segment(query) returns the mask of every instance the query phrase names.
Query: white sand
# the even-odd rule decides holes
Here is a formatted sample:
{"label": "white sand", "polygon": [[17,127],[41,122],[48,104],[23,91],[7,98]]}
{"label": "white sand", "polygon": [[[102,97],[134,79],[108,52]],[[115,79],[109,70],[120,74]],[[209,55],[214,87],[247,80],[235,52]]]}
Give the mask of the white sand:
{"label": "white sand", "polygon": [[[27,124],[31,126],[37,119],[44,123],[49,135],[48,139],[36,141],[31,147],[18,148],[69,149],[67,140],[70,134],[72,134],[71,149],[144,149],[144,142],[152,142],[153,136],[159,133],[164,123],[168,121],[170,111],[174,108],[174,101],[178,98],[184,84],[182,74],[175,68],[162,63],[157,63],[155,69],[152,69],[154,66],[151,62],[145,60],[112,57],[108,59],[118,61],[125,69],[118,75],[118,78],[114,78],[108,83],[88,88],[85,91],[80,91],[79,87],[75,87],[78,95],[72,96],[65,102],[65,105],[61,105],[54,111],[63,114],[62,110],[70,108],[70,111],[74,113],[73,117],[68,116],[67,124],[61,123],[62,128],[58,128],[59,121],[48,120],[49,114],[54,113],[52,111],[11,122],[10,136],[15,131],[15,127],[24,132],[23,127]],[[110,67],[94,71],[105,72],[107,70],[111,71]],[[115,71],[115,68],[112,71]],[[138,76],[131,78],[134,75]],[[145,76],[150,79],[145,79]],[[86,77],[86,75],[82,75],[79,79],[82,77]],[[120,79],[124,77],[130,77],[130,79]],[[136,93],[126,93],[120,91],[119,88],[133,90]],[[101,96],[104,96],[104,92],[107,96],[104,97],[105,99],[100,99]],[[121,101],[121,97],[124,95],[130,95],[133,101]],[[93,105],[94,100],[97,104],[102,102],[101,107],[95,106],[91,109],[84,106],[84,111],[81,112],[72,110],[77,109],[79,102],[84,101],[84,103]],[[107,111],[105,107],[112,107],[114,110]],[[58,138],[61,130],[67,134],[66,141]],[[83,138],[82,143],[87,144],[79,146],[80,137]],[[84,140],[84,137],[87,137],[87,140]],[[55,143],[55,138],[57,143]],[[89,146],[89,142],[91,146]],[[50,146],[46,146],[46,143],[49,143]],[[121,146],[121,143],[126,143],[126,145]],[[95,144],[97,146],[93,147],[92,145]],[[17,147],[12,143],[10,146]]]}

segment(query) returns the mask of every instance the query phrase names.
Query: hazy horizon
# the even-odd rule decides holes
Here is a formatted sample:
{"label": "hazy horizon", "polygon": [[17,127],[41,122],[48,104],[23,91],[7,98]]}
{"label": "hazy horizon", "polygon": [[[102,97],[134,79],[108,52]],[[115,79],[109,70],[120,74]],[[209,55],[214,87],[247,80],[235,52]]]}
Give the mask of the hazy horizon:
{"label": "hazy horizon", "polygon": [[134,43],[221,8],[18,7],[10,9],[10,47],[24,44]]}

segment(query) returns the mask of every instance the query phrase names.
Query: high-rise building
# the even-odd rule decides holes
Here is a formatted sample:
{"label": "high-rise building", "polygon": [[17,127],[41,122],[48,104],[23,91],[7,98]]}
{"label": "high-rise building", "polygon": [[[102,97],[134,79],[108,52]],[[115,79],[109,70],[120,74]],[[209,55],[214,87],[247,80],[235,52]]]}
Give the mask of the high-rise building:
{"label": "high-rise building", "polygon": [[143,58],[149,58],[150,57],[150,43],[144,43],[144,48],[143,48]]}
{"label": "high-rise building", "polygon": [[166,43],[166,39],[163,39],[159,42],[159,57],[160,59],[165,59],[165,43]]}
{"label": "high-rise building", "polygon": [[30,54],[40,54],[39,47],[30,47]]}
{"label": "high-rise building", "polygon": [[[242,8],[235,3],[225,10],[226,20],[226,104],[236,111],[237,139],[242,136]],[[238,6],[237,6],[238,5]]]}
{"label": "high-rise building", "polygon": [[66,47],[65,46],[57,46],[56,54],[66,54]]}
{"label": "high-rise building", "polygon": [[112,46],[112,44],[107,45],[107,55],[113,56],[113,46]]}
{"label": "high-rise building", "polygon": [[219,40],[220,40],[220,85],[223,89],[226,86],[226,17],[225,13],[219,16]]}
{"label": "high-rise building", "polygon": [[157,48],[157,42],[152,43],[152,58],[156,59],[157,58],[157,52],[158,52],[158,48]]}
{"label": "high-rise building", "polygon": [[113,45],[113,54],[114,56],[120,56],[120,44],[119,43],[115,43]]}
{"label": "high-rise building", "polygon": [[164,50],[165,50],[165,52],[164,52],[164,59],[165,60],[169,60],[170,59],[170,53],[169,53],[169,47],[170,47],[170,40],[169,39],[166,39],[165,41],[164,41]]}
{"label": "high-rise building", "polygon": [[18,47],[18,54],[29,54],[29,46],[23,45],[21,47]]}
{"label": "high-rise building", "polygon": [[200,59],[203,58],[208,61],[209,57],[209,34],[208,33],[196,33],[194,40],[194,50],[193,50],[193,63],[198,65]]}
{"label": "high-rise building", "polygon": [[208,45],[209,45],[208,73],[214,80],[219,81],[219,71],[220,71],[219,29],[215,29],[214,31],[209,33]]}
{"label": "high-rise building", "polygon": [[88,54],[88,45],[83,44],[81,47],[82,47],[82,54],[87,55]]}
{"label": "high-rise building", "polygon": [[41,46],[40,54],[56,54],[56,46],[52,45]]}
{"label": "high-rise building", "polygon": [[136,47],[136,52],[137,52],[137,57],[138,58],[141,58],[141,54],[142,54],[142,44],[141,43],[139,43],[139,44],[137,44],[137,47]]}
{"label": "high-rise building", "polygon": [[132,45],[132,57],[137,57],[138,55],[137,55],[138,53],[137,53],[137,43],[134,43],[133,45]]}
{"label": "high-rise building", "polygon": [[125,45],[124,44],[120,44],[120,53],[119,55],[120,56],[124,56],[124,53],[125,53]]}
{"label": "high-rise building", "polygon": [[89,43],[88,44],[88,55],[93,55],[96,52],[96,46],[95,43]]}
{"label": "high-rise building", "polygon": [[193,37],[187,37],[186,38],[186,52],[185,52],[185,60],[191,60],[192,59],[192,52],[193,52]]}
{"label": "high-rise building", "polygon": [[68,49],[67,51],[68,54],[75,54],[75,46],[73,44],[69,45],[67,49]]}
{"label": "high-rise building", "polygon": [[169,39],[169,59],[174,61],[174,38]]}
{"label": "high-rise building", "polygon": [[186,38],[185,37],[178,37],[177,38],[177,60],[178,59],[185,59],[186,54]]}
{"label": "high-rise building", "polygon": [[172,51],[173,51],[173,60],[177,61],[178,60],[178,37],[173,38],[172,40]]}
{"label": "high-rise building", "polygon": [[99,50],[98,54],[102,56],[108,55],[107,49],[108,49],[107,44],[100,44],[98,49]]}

····················

Your task is to print the whole listing again exactly.

segment(query) returns the mask of every instance the query phrase names.
Query: white sand
# the even-odd rule decides holes
Here is a formatted sample:
{"label": "white sand", "polygon": [[17,127],[41,122],[48,104],[23,91],[7,98]]}
{"label": "white sand", "polygon": [[[102,97],[134,79],[108,52]],[[115,79],[109,70],[120,74]],[[209,55],[214,87],[247,80],[235,52]]]}
Give the mask of the white sand:
{"label": "white sand", "polygon": [[[27,124],[31,126],[37,119],[44,123],[49,135],[48,139],[36,141],[31,147],[18,148],[69,149],[67,140],[70,134],[72,134],[71,149],[144,149],[144,142],[152,142],[153,136],[159,133],[164,123],[168,121],[170,111],[174,108],[174,101],[178,98],[184,84],[182,74],[175,68],[162,63],[157,63],[155,69],[152,69],[154,66],[151,62],[145,60],[112,57],[108,59],[118,61],[125,69],[118,75],[118,78],[114,78],[108,83],[88,88],[85,91],[80,91],[79,87],[75,87],[78,95],[72,96],[65,102],[65,105],[61,105],[54,111],[63,114],[62,110],[70,108],[70,111],[74,113],[73,117],[68,116],[67,124],[61,123],[62,128],[58,128],[59,121],[48,120],[49,114],[54,113],[52,111],[11,122],[10,136],[15,131],[15,127],[24,132],[23,127]],[[110,67],[94,71],[105,72],[107,70],[111,71]],[[115,71],[115,68],[112,71]],[[138,76],[131,78],[134,75]],[[145,76],[150,79],[145,79]],[[86,77],[86,75],[82,75],[79,79],[82,77]],[[120,79],[124,77],[130,77],[130,79]],[[136,93],[126,93],[120,91],[119,88],[133,90]],[[101,96],[104,96],[104,92],[107,96],[104,97],[105,99],[100,99]],[[121,101],[121,97],[124,95],[130,95],[133,101]],[[93,105],[94,100],[97,104],[102,102],[101,107],[95,106],[91,109],[84,106],[84,111],[81,112],[72,110],[77,109],[79,102],[84,101],[84,103]],[[107,111],[105,107],[112,107],[114,110]],[[58,138],[61,130],[67,134],[66,141]],[[83,138],[82,143],[87,144],[79,146],[80,137]],[[84,140],[84,137],[87,137],[87,140]],[[55,143],[55,138],[57,143]],[[89,146],[89,142],[91,146]],[[50,146],[46,146],[46,143],[49,143]],[[121,146],[121,143],[126,143],[126,145]],[[95,144],[97,146],[93,147],[92,145]],[[17,147],[12,143],[10,146]]]}

segment(query) returns the mask of every instance the query phrase names.
Query: hazy horizon
# the even-odd rule decides holes
Here is a formatted sample:
{"label": "hazy horizon", "polygon": [[17,127],[41,122],[48,104],[23,91],[7,98]]}
{"label": "hazy horizon", "polygon": [[[102,97],[134,79],[108,52]],[[115,79],[109,70],[120,74]],[[209,55],[214,87],[247,80],[235,52]]]}
Give the mask of the hazy horizon:
{"label": "hazy horizon", "polygon": [[134,43],[221,8],[18,7],[10,9],[10,47],[24,44]]}

segment(query) returns the mask of every instance the query phrase names.
Query: high-rise building
# the even-odd rule decides holes
Here is a formatted sample:
{"label": "high-rise building", "polygon": [[17,127],[41,122],[48,104],[23,91],[7,98]]}
{"label": "high-rise building", "polygon": [[[102,97],[134,79],[108,52]],[[115,79],[109,70],[120,74]],[[209,55],[214,87],[247,80],[235,52]]]}
Give the mask of the high-rise building:
{"label": "high-rise building", "polygon": [[143,58],[149,58],[150,57],[150,43],[144,43],[144,48],[143,48]]}
{"label": "high-rise building", "polygon": [[166,43],[166,39],[163,39],[159,42],[159,57],[160,59],[165,59],[165,43]]}
{"label": "high-rise building", "polygon": [[30,54],[40,54],[39,47],[30,47]]}
{"label": "high-rise building", "polygon": [[[242,8],[235,3],[225,10],[226,20],[226,104],[236,111],[237,139],[242,136]],[[238,6],[237,6],[238,5]]]}
{"label": "high-rise building", "polygon": [[66,47],[65,46],[57,46],[56,54],[66,54]]}
{"label": "high-rise building", "polygon": [[112,46],[112,44],[107,45],[107,55],[113,56],[113,46]]}
{"label": "high-rise building", "polygon": [[219,40],[220,40],[220,85],[223,89],[226,86],[226,17],[225,13],[219,16]]}
{"label": "high-rise building", "polygon": [[157,48],[157,42],[152,43],[152,58],[156,59],[157,58],[157,52],[158,52],[158,48]]}
{"label": "high-rise building", "polygon": [[113,45],[113,54],[114,56],[120,56],[120,44],[119,43],[115,43]]}
{"label": "high-rise building", "polygon": [[164,50],[165,50],[165,52],[164,52],[164,59],[165,60],[169,60],[170,59],[170,53],[169,53],[169,47],[170,47],[170,40],[169,39],[166,39],[165,41],[164,41]]}
{"label": "high-rise building", "polygon": [[18,47],[18,54],[29,54],[29,46],[23,45],[21,47]]}
{"label": "high-rise building", "polygon": [[200,59],[203,58],[208,61],[209,57],[209,34],[208,33],[196,33],[194,40],[194,50],[193,50],[193,63],[198,65]]}
{"label": "high-rise building", "polygon": [[208,45],[209,45],[208,73],[214,80],[219,81],[219,71],[220,71],[219,29],[215,29],[214,31],[209,33]]}
{"label": "high-rise building", "polygon": [[88,54],[88,45],[83,44],[81,47],[82,47],[82,54],[87,55]]}
{"label": "high-rise building", "polygon": [[41,46],[40,54],[56,54],[56,46],[52,45]]}
{"label": "high-rise building", "polygon": [[136,47],[136,52],[137,52],[137,57],[138,58],[141,58],[141,54],[142,54],[142,44],[141,43],[139,43],[139,44],[137,44],[137,47]]}
{"label": "high-rise building", "polygon": [[132,45],[132,57],[137,57],[138,55],[137,55],[138,53],[137,53],[137,43],[134,43],[133,45]]}
{"label": "high-rise building", "polygon": [[125,45],[124,44],[120,44],[120,53],[119,55],[120,56],[124,56],[124,53],[125,53]]}
{"label": "high-rise building", "polygon": [[89,43],[88,44],[88,55],[93,55],[96,52],[96,46],[95,43]]}
{"label": "high-rise building", "polygon": [[193,37],[187,37],[186,38],[186,52],[185,52],[185,60],[191,60],[192,59],[192,52],[193,52]]}
{"label": "high-rise building", "polygon": [[68,49],[67,51],[68,54],[75,54],[75,46],[73,44],[69,45],[67,49]]}
{"label": "high-rise building", "polygon": [[169,39],[169,59],[174,61],[174,38]]}
{"label": "high-rise building", "polygon": [[186,38],[185,37],[178,37],[177,38],[177,60],[178,59],[185,59],[186,54]]}
{"label": "high-rise building", "polygon": [[172,51],[173,51],[173,60],[177,61],[178,60],[178,37],[173,38],[172,40]]}
{"label": "high-rise building", "polygon": [[99,50],[98,54],[102,56],[108,55],[107,49],[108,49],[107,44],[100,44],[98,49]]}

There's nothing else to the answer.